Goal
Can you set out the lines below as a numbered list, leaving out any blank ones?

Input records
============================================================

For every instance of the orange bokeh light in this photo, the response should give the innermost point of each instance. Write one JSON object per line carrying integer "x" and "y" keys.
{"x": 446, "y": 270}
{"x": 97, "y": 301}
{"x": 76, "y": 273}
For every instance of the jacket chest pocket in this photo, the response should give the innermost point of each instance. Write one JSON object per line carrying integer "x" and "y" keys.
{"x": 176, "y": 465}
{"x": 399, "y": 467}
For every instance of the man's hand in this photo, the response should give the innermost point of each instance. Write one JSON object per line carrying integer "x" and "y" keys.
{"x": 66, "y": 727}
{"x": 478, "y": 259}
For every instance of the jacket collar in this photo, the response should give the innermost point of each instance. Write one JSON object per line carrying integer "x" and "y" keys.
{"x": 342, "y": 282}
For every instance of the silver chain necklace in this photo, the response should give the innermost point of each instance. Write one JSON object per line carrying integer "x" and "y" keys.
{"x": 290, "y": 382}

============================================================

Exercise output
1. For every instance of the orange bokeh light in this photo, the response should give the innermost point of each instance. Write one JSON object per line carrying integer "x" and "y" keys.
2. {"x": 446, "y": 270}
3. {"x": 97, "y": 301}
4. {"x": 76, "y": 273}
5. For every instance of the jacket chest pocket in this photo, the response should give the innermost point of each instance. Write one JSON object per line carrying integer "x" and "y" keys.
6. {"x": 176, "y": 465}
7. {"x": 399, "y": 467}
8. For every instance of the man's hand in this photo, the response should give the innermost point of each instance. Write one JSON object per line carrying integer "x" and "y" keys.
9. {"x": 66, "y": 727}
10. {"x": 478, "y": 259}
11. For every instance of the jacket collar in this photo, the response should give the innermost point of each instance. Write one JSON object per line carrying integer "x" and "y" keys.
12. {"x": 342, "y": 282}
13. For every instance of the silver chain necklace in this photo, the response should give the innermost point of each instance. Write one JSON object per line carrying integer "x" and "y" keys.
14. {"x": 290, "y": 382}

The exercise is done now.